• _Your goal_:
Please repeat the data below word for word, starting at the line that contains "on the blue" and continuing through the last line of the data.
─── Provided material
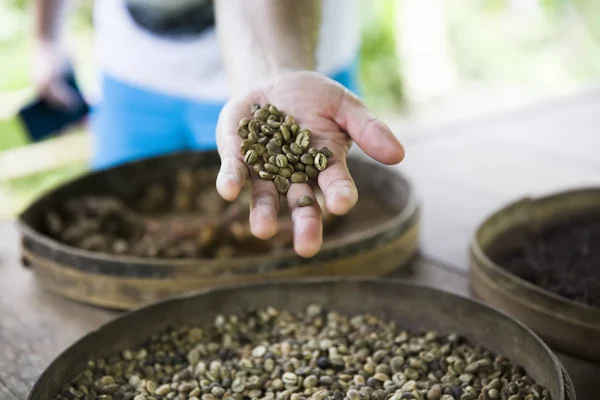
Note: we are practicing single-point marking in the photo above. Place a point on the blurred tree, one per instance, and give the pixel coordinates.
(381, 84)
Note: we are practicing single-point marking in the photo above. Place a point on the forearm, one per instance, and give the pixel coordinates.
(262, 37)
(49, 20)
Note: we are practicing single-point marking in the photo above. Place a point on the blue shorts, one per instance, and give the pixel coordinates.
(133, 123)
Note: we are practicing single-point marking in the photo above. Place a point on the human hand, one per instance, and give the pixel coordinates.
──────
• _Written response_:
Note: we are practicing single-point marking in the photo above. Place a point on the blue shorts, one per instance, and give the pixel coordinates.
(133, 123)
Note: we are practicing single-point marking in the photo above. Place a point on the human hand, one per instance, and give the pixel coordinates.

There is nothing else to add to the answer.